Stored records.
———

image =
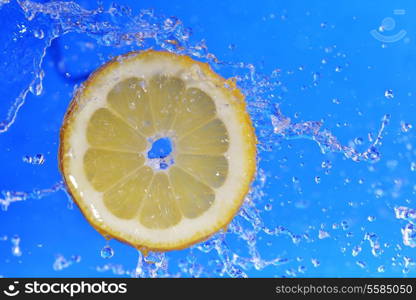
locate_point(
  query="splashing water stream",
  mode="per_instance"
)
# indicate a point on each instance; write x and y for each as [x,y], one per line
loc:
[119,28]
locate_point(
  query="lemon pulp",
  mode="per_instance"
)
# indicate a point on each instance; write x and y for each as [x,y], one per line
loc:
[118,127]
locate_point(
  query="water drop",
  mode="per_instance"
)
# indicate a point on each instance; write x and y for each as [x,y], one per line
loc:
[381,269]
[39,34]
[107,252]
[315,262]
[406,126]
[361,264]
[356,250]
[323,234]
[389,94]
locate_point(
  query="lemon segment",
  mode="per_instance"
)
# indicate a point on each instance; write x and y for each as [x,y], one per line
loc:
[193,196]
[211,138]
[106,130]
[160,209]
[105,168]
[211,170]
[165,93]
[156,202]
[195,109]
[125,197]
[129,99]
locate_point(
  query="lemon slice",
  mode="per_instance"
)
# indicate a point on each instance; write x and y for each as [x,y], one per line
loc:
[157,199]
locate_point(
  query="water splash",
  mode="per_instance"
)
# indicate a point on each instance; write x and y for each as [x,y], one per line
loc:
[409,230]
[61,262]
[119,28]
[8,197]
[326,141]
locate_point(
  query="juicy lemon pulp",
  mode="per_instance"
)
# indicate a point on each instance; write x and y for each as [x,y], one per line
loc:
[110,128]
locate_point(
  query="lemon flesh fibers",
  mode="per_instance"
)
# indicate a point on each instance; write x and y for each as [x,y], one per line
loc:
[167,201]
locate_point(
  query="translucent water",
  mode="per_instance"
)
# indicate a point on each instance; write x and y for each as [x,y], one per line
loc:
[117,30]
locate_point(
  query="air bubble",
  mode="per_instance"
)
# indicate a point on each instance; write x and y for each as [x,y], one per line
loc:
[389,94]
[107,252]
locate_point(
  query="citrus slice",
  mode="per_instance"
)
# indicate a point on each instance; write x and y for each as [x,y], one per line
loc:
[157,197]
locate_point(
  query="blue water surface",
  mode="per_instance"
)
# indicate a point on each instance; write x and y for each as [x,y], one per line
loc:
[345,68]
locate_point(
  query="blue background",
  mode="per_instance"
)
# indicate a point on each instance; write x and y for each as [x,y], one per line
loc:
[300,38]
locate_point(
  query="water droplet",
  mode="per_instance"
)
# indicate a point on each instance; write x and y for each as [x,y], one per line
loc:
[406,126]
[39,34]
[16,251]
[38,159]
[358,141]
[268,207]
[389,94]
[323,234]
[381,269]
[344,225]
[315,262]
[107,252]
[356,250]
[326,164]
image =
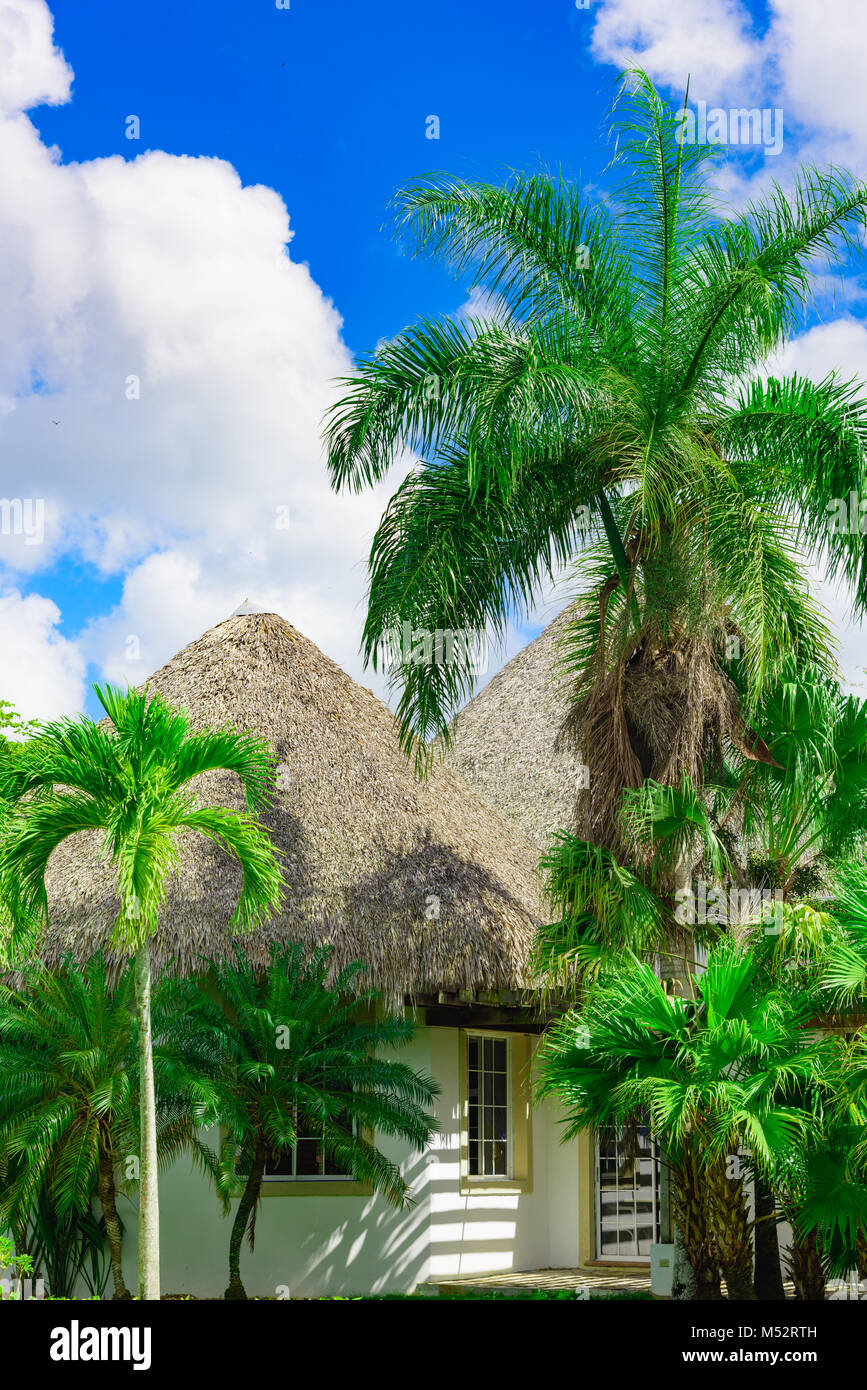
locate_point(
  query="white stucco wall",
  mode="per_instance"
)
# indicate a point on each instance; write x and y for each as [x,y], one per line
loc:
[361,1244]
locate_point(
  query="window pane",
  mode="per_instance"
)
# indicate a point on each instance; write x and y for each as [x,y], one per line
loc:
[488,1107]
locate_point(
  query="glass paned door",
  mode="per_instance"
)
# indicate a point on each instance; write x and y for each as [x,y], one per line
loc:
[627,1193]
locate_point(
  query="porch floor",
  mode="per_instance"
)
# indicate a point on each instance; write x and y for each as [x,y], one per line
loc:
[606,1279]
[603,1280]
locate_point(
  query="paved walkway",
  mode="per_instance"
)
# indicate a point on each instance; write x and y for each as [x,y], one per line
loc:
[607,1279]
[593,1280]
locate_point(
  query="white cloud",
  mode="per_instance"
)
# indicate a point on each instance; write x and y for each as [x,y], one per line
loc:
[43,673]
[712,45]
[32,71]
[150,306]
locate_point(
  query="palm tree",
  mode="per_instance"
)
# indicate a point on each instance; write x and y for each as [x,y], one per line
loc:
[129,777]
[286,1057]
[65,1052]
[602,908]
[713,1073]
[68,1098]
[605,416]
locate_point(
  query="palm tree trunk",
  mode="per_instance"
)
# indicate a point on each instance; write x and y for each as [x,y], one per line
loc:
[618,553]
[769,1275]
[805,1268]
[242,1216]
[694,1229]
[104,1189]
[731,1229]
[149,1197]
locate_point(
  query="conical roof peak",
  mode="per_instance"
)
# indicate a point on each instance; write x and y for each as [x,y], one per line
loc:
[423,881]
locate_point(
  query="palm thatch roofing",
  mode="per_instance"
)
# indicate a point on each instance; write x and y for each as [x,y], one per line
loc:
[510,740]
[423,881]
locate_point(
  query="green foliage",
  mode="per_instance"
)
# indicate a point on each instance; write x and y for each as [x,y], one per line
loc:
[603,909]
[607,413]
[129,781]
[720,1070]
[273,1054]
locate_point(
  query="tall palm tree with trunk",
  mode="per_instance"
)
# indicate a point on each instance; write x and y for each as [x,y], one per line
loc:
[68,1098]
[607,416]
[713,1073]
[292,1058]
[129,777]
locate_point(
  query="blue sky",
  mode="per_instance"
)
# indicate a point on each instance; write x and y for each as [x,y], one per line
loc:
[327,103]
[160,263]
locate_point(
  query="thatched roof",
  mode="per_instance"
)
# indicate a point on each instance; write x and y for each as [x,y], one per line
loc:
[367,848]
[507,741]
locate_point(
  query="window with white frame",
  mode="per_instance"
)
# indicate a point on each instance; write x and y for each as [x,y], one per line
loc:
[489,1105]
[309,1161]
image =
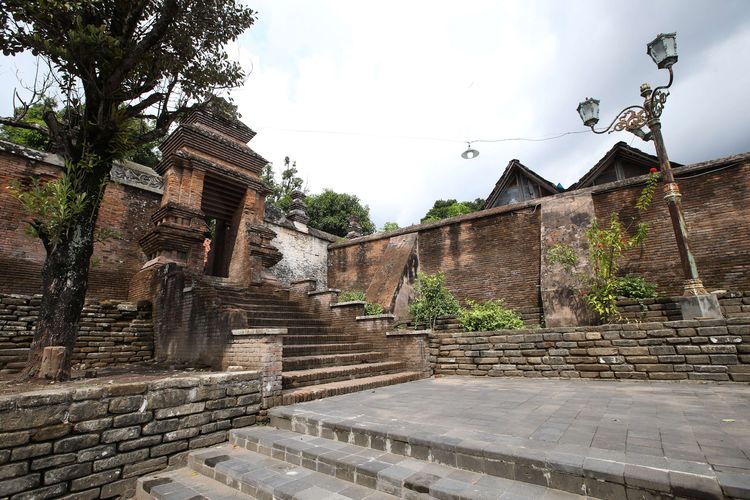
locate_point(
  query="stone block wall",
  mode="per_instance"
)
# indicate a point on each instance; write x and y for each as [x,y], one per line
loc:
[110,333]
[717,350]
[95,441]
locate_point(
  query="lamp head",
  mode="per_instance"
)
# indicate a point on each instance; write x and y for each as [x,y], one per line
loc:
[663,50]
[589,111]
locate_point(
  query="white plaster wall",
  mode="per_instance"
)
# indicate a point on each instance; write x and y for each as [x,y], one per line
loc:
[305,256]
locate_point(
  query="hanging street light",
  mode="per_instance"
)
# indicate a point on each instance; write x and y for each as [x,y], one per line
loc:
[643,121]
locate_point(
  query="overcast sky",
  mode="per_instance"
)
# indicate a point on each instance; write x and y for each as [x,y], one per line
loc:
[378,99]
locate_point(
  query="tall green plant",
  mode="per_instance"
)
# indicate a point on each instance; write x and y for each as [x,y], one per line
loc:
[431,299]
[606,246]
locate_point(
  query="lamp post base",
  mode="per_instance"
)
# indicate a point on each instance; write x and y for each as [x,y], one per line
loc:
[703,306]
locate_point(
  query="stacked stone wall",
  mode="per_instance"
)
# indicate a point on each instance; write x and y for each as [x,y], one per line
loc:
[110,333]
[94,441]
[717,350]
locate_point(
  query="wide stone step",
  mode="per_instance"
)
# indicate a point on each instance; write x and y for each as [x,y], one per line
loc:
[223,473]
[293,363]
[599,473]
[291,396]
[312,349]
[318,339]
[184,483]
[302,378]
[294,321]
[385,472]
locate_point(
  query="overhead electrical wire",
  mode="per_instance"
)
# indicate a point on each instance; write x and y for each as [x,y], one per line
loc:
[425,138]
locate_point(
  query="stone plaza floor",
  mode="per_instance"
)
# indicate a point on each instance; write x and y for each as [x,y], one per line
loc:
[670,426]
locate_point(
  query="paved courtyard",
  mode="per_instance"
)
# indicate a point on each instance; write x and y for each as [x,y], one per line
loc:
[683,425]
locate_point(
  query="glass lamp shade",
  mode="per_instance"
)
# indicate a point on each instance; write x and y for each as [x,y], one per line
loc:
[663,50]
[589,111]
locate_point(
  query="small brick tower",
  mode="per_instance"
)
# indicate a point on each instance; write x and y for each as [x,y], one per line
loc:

———

Exercise prompt.
Transcribe all of the records above character for character. Exclude the pictures.

Solution for this exercise.
image =
locate_point(
  query="splashing water stream",
  mode="per_instance"
)
# indicate a point on each instance; write x and y for each as [x,y], one per line
loc:
[119,28]
locate_point(
  query="lemon pulp",
  mode="per_instance"
)
# indicate a point on each instance; write x and y for each as [x,y], one per line
loc:
[118,127]
locate_point(
  query="water drop",
  mode="per_instance"
)
# indicate a point on each instance; write x and y for each as [x,y], one per line
loc:
[381,269]
[39,34]
[107,252]
[315,262]
[406,126]
[361,264]
[356,250]
[323,234]
[389,94]
locate_point(
  query="lemon segment",
  mode="per_instance"
)
# indicate a point on each instance; write x and y for each as [x,y], one per line
loc:
[193,196]
[211,138]
[106,130]
[160,209]
[105,168]
[211,170]
[165,93]
[156,202]
[195,109]
[125,197]
[129,99]
locate_point(
  query="lemon slice",
  mode="per_instance"
)
# indicate a point on each instance; write x and y for each as [x,y], one per line
loc:
[157,199]
locate_point(
  query="water splash",
  mode="per_instance"
)
# indicate a point on each instance; write x and y for each as [x,y], one per line
loc:
[409,230]
[61,262]
[119,28]
[8,197]
[326,141]
locate_point(
  query="juicy lemon pulp",
  mode="per_instance"
)
# indicate a point on each instance; write x and y for each as [x,y], one per line
loc:
[110,128]
locate_point(
  query="lemon flesh fibers",
  mode="per_instance"
)
# indicate a point on each instance; write x and y for each as [x,y], one per line
loc:
[167,201]
locate_point(
  query="translucent water",
  mode="per_instance"
)
# indicate a point on each instance; write x and y for each as [x,y], one per line
loc:
[117,30]
locate_point(
  query="air bubble",
  mode="per_instance"
)
# indicate a point on each instance; write x and y for each as [x,y], one per line
loc:
[389,94]
[107,252]
locate_point(
  query="citrus slice",
  mode="per_instance"
)
# indicate a point on each instance; write x and y for each as [x,y], one per line
loc:
[157,197]
locate_point(
  query="blue water surface",
  mode="per_instance"
)
# indicate a point on each instance; write x and y for each as [x,y], one per line
loc:
[345,68]
locate_point(
  query="blue background",
  mode="per_instance"
)
# indicate a point on each instance; write x and y for each as [x,y], one per line
loc:
[300,38]
locate_point(
  query="water droplet",
  mode="per_instance"
)
# indicate a point on each instance; write x and y for each as [x,y], one per line
loc:
[406,126]
[39,34]
[16,251]
[38,159]
[358,141]
[268,207]
[389,94]
[323,234]
[381,269]
[344,225]
[315,262]
[107,252]
[356,250]
[326,164]
image =
locate_point(
  query="white stucco wall",
  mode="per_instance"
)
# indicate a point on each instance; write x and y for each as [x,y], one per line
loc:
[361,1244]
locate_point(
  query="window pane",
  mode="per_instance"
)
# indicate a point on each instance; write x and y for each as [x,y], one per line
loc:
[488,1107]
locate_point(
  query="glass paned door",
  mode="per_instance"
)
# indicate a point on each instance; write x and y for each as [x,y], one per line
loc:
[627,1193]
locate_point(
  query="porch floor",
  mode="per_instance"
)
# indicate a point on each instance; write x and y for each as [x,y], one per line
loc:
[606,1279]
[603,1280]
locate_point(
  query="paved walkway",
  mode="per_instance"
)
# indicate a point on each instance; write x and y for each as [x,y], one per line
loc:
[607,1279]
[593,1280]
locate_point(
  query="white cloud",
  mode="per_instance"
)
# indicate a point on each instance; write x and y for each as [x,y], one per line
loc:
[43,673]
[712,45]
[32,71]
[150,306]
locate_point(
  query="palm tree",
  mode="per_instance"
)
# indicate a point on each instance; write x and y for each as [x,y], one per line
loc:
[129,777]
[286,1057]
[65,1052]
[602,908]
[713,1073]
[68,1098]
[605,416]
locate_point(
  query="palm tree trunk",
  mode="per_instance"
)
# indicate a point on each instance; write x and y for each as [x,y], one per line
loc:
[618,553]
[769,1275]
[805,1268]
[242,1216]
[694,1229]
[104,1189]
[731,1229]
[149,1197]
locate_point(
  query="conical roof peak",
  mode="per_instance"
)
# indicate a point on each instance; write x and y for each as [x,y], one per line
loc:
[423,881]
locate_point(
  query="palm thatch roofing",
  mode="per_instance"
)
# indicate a point on each instance; write x and y for each as [x,y], one per line
loc:
[510,740]
[423,881]
locate_point(
  query="green foliage",
  mode="per_instance"
)
# indicate a point on each instance; write x and y for each as [x,y], one per line
loc:
[603,909]
[607,413]
[129,781]
[720,1070]
[273,1054]
locate_point(
  query="tall palm tree with trunk",
  mode="per_instance"
)
# indicate a point on each instance; write x and y for each as [x,y], one per line
loc:
[68,1098]
[607,416]
[713,1073]
[292,1058]
[129,777]
locate_point(
  query="blue sky",
  mode="per_instance"
)
# indicate a point on each instance; write x and y for each as [x,y], one per line
loc:
[327,103]
[160,263]
locate_point(
  query="thatched roof",
  mode="per_instance"
)
# indicate a point on each instance; write x and y for each as [x,y], one per line
loc:
[367,848]
[507,741]
locate_point(
  query="window with white frame",
  mode="per_instance"
)
# indicate a point on each instance; write x and y for each as [x,y], one per line
loc:
[489,1105]
[309,1161]
image =
locate_point(
  query="stone block wall",
  mode="per_instance"
)
# indicate a point on each instance; write x and y for each as [x,y], one per line
loc:
[110,333]
[717,350]
[95,441]
locate_point(
  query="lamp head",
  mode="per_instance"
)
# indicate a point on each instance; write x and y for each as [x,y], one per line
loc:
[663,50]
[589,111]
locate_point(
  query="white plaster wall",
  mode="per_instance"
)
# indicate a point on each instance; write x and y for each as [x,y], one per line
loc:
[305,256]
locate_point(
  query="hanging street light",
  mode="per_instance"
)
# indicate a point on each instance; write x and y for each as [x,y], one per line
loc:
[643,121]
locate_point(
  query="overcast sky",
  mode="per_instance"
)
# indicate a point on each instance; write x and y for each as [x,y], one per line
loc:
[378,99]
locate_point(
  query="tall green plant",
  mode="per_instance"
)
# indicate a point on each instance; write x and y for each as [x,y], one per line
loc:
[431,299]
[606,246]
locate_point(
  query="lamp post base",
  mode="per_instance"
)
# indicate a point on each instance; write x and y for each as [x,y], one per line
loc:
[703,306]
locate_point(
  query="stacked stone wall",
  mode="per_instance"
)
# indicate a point on each instance; write x and y for each as [x,y], one per line
loc:
[110,333]
[94,441]
[717,350]
locate_point(
  query="wide stone step",
  mode="per_instance"
)
# indicate a point on each instance; write x and y for each as [x,y], one per line
loc:
[223,473]
[293,363]
[599,473]
[291,396]
[312,349]
[318,339]
[184,483]
[302,378]
[294,321]
[385,472]
locate_point(
  query="overhead electrical wire",
  mode="per_instance"
)
# indicate a point on each instance; write x and y for each as [x,y], one per line
loc:
[425,138]
locate_point(
  query="stone plaza floor",
  mode="per_instance"
)
# indicate a point on each instance; write x and y for each as [x,y], one per line
loc:
[670,426]
locate_point(
  query="paved courtyard",
  mode="per_instance"
)
# indicate a point on each instance; write x and y for each as [x,y], one per line
loc:
[683,425]
locate_point(
  query="glass lamp shade",
  mode="per_instance"
)
# indicate a point on each instance; write x and y for each as [x,y], one per line
loc:
[663,50]
[589,111]
locate_point(
  query="small brick tower",
  mode="per_instance"
)
# indicate a point on each instance; write x and y for each as [x,y], one per line
loc:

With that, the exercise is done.